Passage for review:

Training the Gut
Friday, March 18, 2011 at 10:51AM Asker Jeukendrup is one of the world’s leading sports nutritionists and has made it his mission to translate hard science into practical applications. In his latest post, he talks how training your stomach to survive race day is as important as training the rest of your body.
The start of the season is always exciting. What a great start of the year: a few days in a warm climate, a beautiful and inspiring place to train. I am sure everyone who reads this is familiar with the sentiment: This year you are going to do everything perfect, train hard, have the perfect preparation. This year you will also finally work out the perfect nutrition plan.
Athletes pay a lot of attention to training. Often this is meticulously planned for an entire season, then athletes spend somewhere between 7 and 30 hours a week training. The compression socks are worn, some even apply ice baths to help the recovery process, all so they can do more training sooner. In the planning and preparation of a season, nutrition often gets relatively little attention. How many athletes train their nutritional intake for race day at a regular basis? Especially for Ironman triathletes and marathon runners this can prove to be crucial.
I see many marathon runners who enter their event, train like crazy, get to the start in great shape, then run, take on board gels and drinks as advised and as planned but then around mile 20 they realize that their stomach cannot handle that intake and they feel sick. Fullness, nausea and sometimes vomiting are the result. It probably would have been better for them to not take anything on board.
However, it would have been EVEN better if they has incorporated what I call nutritional training into their training. What this means is training your gut to handle the carbohydrate intake that is optimal for your race. The gut is an extremely trainable organ. You can train it just like you train your muscle and it will adapt according to the stresses it is exposed to. So if you expose it to a high carbohydrate load for example it will adapt its absorptive capacity and tolerance.

Directions: Reproduce word for word the part of the article on training the gut that opens with the words containing "I see many marathon" and closes with "capacity and tolerance.". The entries that follow are drawn from a separate source and have no connection to the article on training the gut.

Exercise data:

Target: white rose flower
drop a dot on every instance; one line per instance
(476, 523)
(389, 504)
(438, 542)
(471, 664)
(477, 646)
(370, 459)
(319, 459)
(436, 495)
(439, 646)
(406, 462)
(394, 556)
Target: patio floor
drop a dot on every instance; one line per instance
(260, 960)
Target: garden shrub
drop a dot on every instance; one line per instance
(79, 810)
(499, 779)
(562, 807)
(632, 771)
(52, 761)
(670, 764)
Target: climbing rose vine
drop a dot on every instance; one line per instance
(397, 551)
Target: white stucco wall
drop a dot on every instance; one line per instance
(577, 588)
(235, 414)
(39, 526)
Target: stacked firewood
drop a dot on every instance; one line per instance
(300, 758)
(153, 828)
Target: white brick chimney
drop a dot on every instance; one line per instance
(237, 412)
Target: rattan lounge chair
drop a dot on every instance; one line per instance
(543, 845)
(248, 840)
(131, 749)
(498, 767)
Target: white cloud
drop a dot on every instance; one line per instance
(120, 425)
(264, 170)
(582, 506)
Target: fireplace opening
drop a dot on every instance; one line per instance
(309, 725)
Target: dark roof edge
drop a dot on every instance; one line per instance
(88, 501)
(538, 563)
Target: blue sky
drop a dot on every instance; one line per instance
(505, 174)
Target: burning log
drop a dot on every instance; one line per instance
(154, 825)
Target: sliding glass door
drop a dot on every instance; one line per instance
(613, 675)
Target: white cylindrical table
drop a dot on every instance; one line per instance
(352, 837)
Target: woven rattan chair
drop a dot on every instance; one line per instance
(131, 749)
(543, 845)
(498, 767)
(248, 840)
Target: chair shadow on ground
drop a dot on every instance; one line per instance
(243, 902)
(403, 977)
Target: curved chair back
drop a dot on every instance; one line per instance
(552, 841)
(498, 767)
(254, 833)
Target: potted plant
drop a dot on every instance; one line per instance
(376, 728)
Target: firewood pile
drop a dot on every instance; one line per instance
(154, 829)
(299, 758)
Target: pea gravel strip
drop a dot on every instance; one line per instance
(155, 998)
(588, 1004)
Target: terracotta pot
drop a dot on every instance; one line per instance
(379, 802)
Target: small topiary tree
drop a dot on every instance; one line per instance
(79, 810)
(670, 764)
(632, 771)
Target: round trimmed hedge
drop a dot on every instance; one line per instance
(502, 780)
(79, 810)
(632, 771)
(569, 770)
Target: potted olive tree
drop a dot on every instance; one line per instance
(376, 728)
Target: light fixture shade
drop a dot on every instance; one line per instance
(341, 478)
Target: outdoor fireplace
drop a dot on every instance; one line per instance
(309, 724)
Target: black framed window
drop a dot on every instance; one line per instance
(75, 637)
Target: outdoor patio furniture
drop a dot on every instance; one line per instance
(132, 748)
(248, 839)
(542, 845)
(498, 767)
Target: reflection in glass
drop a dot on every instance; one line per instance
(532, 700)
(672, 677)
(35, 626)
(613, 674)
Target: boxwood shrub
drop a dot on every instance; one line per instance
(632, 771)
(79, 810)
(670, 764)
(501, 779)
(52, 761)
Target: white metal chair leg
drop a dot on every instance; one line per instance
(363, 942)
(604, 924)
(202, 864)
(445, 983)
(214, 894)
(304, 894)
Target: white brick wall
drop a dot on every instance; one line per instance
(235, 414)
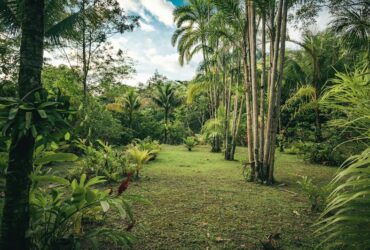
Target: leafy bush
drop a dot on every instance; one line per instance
(101, 161)
(345, 220)
(139, 158)
(96, 122)
(58, 213)
(324, 153)
(3, 163)
(152, 146)
(190, 143)
(317, 195)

Task answer:
I see many marathon runners who enter their event, train like crazy, get to the start in great shape, then run, take on board gels and drinks as advised and as planned but then around mile 20 they realize that their stomach cannot handle that intake and they feel sick. Fullness, nausea and sometimes vomiting are the result. It probably would have been better for them to not take anything on board.
However, it would have been EVEN better if they has incorporated what I call nutritional training into their training. What this means is training your gut to handle the carbohydrate intake that is optimal for your race. The gut is an extremely trainable organ. You can train it just like you train your muscle and it will adapt according to the stresses it is exposed to. So if you expose it to a high carbohydrate load for example it will adapt its absorptive capacity and tolerance.